Work instructions:
**A.** In the tabletop gaming anecdotes post, which spell does a member of the rescuing party cast on the gnolls?
**B.** Duplicate the passage of the tabletop gaming anecdotes post that opens with the words containing "So today o, our" and closes with "din't know why...".
**C.** Pick up the tabletop gaming anecdotes post after its last sentence and continue it.

Document section:
# # # #

So, after some characters got captured by gnolls, two players are retiring their old characters. So one character is getting eaten by gnolls. One of the rescuing party + new characters casts Burning Hands, and opts to include the old character among the blast (to catch as many enemies as possible). He then claims, "That's how the mage would have wanted to die - with people burning with him all around."
Another one:
Elves: it's kind of hard to tell the gender without having them drop their pants.
So today o, our alternate campaigne, With a Half Orc monk who has a foul stenche and have "pet" flies around him, a Elf ranger bimbo, a Dwarf Warladin, and a Bard named Jack Rackham( who's a obvious clone of Jack Sparrow) and me with my Vryloka Blackguard.
So long story short, we get into catacombs full with Zombie...Pirates...
There is also Canoneer Zombies..., with canon in their stomachs who shots canon balls at us!
So after clearing a few rooms, we end up in a room with over 180 Skeletons&Zombie Pirates..., so...while we laughed at the idea to take them all on and grind the xp..., Jack Rackham did the smartest thing...he asked for Parley.
So we are bringed before Captain Barbossa, while over our heads we can see the underbelly of the Darker Pearl..., yup the ship was brought into the catacombs and embeded into the ceiling..., don't ask why, the GM himself din't know why...
So Jack and Barbossa goes on, on a argument on wich of them is the captain of the Pearl, just like in the movies, before facing Barbossa and "little" Jack, who here is not some little monkey, its a freakin Undead Gorilla!
SO here the figth goes on a bit like with the 5man raid of the Champions in Northfend in WoW, the encounter with the Dark Knight...
One normal form, a skeleton form and a specrtal form, who when he saw that his ass is being handed to him try to phase through the ceiling, at wich point the guy who plays Jack make us notice that thus he takes 5 OA's...
So yeah the Boss, who was meant to be a comeback etc was nearly killed...

# # # #

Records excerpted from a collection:
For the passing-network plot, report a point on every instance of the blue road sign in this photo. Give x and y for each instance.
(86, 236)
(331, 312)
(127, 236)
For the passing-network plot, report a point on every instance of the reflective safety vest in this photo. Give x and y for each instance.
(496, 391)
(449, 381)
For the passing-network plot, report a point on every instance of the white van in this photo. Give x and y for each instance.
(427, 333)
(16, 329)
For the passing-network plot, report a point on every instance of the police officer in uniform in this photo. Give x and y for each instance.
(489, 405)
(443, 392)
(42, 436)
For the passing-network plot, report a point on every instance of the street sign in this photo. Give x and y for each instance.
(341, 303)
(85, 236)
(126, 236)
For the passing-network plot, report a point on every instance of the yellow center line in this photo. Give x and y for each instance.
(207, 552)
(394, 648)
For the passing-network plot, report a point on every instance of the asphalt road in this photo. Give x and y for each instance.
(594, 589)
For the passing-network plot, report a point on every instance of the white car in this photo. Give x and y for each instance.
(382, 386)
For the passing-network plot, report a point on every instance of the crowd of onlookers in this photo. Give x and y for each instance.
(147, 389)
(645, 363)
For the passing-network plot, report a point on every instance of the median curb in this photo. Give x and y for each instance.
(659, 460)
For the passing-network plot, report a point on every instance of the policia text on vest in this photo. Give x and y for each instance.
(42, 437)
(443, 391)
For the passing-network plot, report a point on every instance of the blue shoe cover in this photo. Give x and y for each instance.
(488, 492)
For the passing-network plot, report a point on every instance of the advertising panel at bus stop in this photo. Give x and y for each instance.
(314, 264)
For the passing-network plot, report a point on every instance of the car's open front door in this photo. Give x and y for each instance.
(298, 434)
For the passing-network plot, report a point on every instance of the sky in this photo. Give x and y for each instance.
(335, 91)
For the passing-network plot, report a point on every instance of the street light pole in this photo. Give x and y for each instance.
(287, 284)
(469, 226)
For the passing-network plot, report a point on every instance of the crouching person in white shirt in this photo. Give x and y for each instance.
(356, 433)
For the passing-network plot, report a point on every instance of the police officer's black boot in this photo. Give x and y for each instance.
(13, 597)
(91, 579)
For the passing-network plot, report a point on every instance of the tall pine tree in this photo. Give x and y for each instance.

# # # #

Task responses:
**A.** Burning Hands.

**B.**
So today o, our alternate campaigne, With a Half Orc monk who has a foul stenche and have "pet" flies around him, a Elf ranger bimbo, a Dwarf Warladin, and a Bard named Jack Rackham( who's a obvious clone of Jack Sparrow) and me with my Vryloka Blackguard.
So long story short, we get into catacombs full with Zombie...Pirates...
There is also Canoneer Zombies..., with canon in their stomachs who shots canon balls at us!
So after clearing a few rooms, we end up in a room with over 180 Skeletons&Zombie Pirates..., so...while we laughed at the idea to take them all on and grind the xp..., Jack Rackham did the smartest thing...he asked for Parley.
So we are bringed before Captain Barbossa, while over our heads we can see the underbelly of the Darker Pearl..., yup the ship was brought into the catacombs and embeded into the ceiling..., don't ask why, the GM himself din't know why...

**C.**
So we go on in the catacombs fighting droves of Zombie pirates, our Ranger gets killed 3 times( we made a special NPC for those who died, Morty The "joyous" Grim Reaper, who once you have cleared a puzzle or enigma, you would come back alive with half our HP)when we endin a room, with 8 Zombies and 4 Skeletons
Now the weird part here is that each skeleton not only did a burst1 attack when bloodied, but also when killed..., and damn did they hit hard... the DM did some high dmg rolls, killed the Monk, who did a good amount of dmg, he failed his 3 try's with Morty so death for good.
He decid to reroll a Warlord, we continue to the next room, where we finnaly meet with Barbossa and 6 of the Skeletons who gave us a hard time...
And we there is only four of us left.
So after a hard and long fight, where 2 of my buddy's where brought down to negatif, and i had in midts of combat to pour some potions in their mouth to bring them back also the Warlord Dragonborn of the other guy joins in( he was brought prisoner and thight up), we finaly kill the darn pirates, and i was left with 14 HP and the others where at 2 or 5 HP!
The DM admited that we faced 6 lvl 6 and a lvl 8...we where lvl 4 and one lvl 5...
So we got out of the catacombs end up in a tower, and on one of the floors, we foudn 2 human mages in a room, we are behind the door, the elf chick tries to open the door...the wrong way, and jammed her fist in it, at that moment the first human mage who is behind the door, kicks the door, and Jack who was standing in the way of the door, got his nose broken!
So once the door open the Warlord, jumps in, makes an attack bulls rush the guy, making him flying across the room at the other end of the table, while his comrade is standing there dumbfound and pissing himself.
So the Dragonborn goes to the other guy and says" You,... its in your best interest that your answers to all of my questions if you don't want me to chop your head off and that i eat your innards..."
Dm rolling-" Yup okay...he is so intimidaded that he is **** himself..."
During that time the other guy gets up and try to hurl a fire ball into the door frame where the rest of the group was standing, at wich point the elf chick used an interupt and literraly put an arrow through the forehead of the guy..., ded on the spot...
Dm-" The other guy is now completly emptied of any fluids and is begging for his life"
We get some intel from him, he give us all his belongings and while we are discussion what we are to do with him, he teleports out of the tower!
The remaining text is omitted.